* [Task objective]
Transcribe the records below exactly.

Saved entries

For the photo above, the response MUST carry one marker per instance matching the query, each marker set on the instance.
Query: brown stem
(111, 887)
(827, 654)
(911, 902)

* [Written response]
For the photo above, the response MUST carry one marker per instance matching the query, each marker set on the instance.
Query: brown stem
(111, 887)
(827, 654)
(911, 902)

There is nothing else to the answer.